▸ Task to complete: Lay out the lines of each of the following entries as a numbered list, skipping any blank lines.

[Region annotation entries]
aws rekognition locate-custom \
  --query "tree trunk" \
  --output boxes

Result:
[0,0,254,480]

▸ Exercise solution:
1. aws rekognition locate-custom \
2.   --query "tree trunk" \
3.   --output boxes
4. Result:
5. [0,0,254,480]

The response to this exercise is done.